EXCERPT:
----

REF · STACKBONE / WIKI · v0.9.4 stackbone

Claude Code skill

The .claude/skills/stackbone/SKILL.md bundle that stackbone init writes and how coding agents use it.

Every stackbone init and stackbone link writes a skill bundle at .claude/skills/stackbone/SKILL.md. The bundle is auto-discovered by Claude Code (and any other coding agent that reads .claude/skills/) and gives the agent the operating manual for the project: command surface, output contract, exit codes, environment variables, idiomatic workflows.

The skill is regenerated on every init / link, so stale skill files are not a maintenance burden — re-run either command if the bundle drifts.

Why

The CLI is designed for a coding agent to drive — --json, semantic exit codes, stackbone metadata, inline stackbone docs. But for the agent to actually use those primitives it has to know they exist. Dropping a skill in .claude/skills/ is the standard discovery mechanism: Claude Code reads the frontmatter description, decides whether the user's task matches, and only loads the body when it does.

This is the progressive-disclosure / find-skills pattern. It avoids both extremes:

  • Don't dump the manual into every prompt — that's token-expensive and pollutes context.
  • Don't make the agent guess — that wastes turns rediscovering the exit-code table and the --json envelope.

Where the bundle lives

<project root>/
└── .claude/
    └── skills/
        └── stackbone/
            └── SKILL.md

The skill is committed to git so the whole team (and any CI agent) shares the same operating manual. stackbone init patches .gitignore to exclude .stackbone/ (which contains the project's workspaceId / agentId linkage) but include .claude/.

What it contains

The frontmatter follows the Anthropic Skills convention:

---
name: stackbone
description: Use this skill when the user is working with the Stackbone CLI,
  the `@stackbone/sdk` package, the `agent.yaml` manifest, official
  templates, or connections to the Stackbone control plane. Triggers on
  commands like `stackbone init`, `stackbone dev`, `stackbone deploy`, on
  questions about workspace state, exit codes, or environment variables,
  and on any reference to `@stackbone/*` imports in TypeScript code.
  Provides the command surface, output contract, exit codes, environment
  variables and idiomatic workflows.

----

WORK TASK A:
Per the stackbone skill page, which directory does stackbone init patch .gitignore to exclude?
WORK TASK B:
Carry on writing the stackbone skill page from the point where it stops.

SUPPLIED INFORMATION:

----

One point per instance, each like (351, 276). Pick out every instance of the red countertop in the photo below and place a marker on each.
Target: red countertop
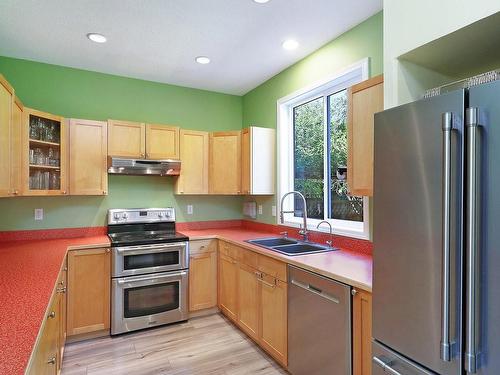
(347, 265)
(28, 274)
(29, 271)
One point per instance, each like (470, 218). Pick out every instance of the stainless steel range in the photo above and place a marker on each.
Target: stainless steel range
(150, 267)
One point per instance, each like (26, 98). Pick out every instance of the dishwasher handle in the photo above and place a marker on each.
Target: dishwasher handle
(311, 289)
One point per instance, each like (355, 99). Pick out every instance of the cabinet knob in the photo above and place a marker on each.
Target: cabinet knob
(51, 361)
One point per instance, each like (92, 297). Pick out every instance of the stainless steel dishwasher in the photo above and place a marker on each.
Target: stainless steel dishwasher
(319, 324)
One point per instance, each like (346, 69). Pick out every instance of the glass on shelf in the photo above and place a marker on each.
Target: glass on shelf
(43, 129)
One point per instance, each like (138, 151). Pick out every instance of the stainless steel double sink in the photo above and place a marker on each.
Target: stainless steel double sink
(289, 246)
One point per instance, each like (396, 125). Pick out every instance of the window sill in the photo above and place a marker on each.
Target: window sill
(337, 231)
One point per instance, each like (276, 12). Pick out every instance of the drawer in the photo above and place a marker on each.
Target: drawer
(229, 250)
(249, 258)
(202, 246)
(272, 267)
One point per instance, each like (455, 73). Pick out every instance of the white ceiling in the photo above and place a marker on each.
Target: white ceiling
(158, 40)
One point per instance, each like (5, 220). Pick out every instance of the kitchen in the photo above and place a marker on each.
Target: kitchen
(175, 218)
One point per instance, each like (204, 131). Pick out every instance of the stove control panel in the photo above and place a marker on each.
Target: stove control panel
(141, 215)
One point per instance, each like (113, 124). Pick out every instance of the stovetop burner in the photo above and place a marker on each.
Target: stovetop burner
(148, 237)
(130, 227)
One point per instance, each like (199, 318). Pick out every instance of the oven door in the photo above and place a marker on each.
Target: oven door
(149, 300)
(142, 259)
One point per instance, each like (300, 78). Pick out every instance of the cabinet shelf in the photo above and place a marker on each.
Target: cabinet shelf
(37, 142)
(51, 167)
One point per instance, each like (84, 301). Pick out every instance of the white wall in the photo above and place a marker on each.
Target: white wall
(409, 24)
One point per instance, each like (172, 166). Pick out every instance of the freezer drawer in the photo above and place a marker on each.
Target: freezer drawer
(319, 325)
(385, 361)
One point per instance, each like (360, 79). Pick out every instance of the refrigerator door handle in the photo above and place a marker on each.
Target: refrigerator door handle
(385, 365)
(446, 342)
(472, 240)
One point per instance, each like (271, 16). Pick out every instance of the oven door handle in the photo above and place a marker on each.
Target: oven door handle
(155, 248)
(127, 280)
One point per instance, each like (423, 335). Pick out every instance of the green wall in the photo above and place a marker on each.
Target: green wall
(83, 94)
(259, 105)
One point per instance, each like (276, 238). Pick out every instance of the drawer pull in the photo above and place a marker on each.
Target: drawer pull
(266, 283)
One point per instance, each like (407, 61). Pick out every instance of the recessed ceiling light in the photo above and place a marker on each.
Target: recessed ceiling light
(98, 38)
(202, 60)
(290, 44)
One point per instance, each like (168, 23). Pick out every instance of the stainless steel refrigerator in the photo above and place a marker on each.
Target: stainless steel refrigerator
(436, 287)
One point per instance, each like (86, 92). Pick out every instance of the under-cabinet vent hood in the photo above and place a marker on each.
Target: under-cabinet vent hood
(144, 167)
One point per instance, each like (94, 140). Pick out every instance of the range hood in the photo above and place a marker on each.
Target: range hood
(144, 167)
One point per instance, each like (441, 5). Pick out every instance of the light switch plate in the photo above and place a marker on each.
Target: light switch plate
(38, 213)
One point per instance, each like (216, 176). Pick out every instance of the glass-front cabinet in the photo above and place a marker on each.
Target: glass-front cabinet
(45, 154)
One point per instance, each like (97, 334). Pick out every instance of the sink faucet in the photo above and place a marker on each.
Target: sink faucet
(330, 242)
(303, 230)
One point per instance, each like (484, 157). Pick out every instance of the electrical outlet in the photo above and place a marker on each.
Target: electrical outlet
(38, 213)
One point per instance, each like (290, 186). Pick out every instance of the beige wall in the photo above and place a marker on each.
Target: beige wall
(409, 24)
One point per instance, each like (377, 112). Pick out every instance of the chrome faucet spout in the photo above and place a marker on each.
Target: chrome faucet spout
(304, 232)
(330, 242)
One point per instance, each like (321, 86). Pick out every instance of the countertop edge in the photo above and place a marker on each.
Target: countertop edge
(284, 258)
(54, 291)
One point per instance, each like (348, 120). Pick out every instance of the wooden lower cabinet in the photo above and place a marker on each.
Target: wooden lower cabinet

----

TASK OUTPUT A:
.stackbone/

TASK OUTPUT B:
---

The body covers:

  • The CLI binary (stackbone, also npx stackbone) and how to get inline help (stackbone docs cli, stackbone docs sdk).
  • The --json envelope shape (schema_version, error, exit_code).
  • The exit-code table (0–5) so the agent can branch without parsing prose.
  • The environment-variable conventions (STACKBONE_*).
  • Idiomatic workflows (stackbone metadata instead of whoami + current
    • list, etc.).

The body is version-locked to the CLI release that emits it — the skill is regenerated by stackbone init and stackbone link, so an upgrade path is just pnpm add -g @stackbone/cli@latest followed by stackbone link --force.

Updating the skill

The upstream template lives at apps/cli/src/skills/templates.ts. It's intentionally inlined as a TS string literal so the bundled CLI binary stays single-file and the skill is locked to its release.

To update the skill content, edit templates.ts, ship a new CLI version, and rerun stackbone link --force (or stackbone init for new projects). Don't hand-edit .claude/skills/stackbone/SKILL.md in your project — the next init / link will overwrite it.

Other coding agents

The same .claude/skills/ directory is read by any tool that follows the convention (today that's Claude Code; other agents that adopt the spec will pick the file up automatically). The skill body is plain markdown, so it's also human-readable — open it as your in-repo quick-reference if you'd rather not run stackbone docs every time.

TODO — when other coding-agent tools need a different skill format (Cursor, Codex), document their target file here. The assembler in apps/cli/src/skills/assembler.ts already supports multiple targets via the targets/ directory.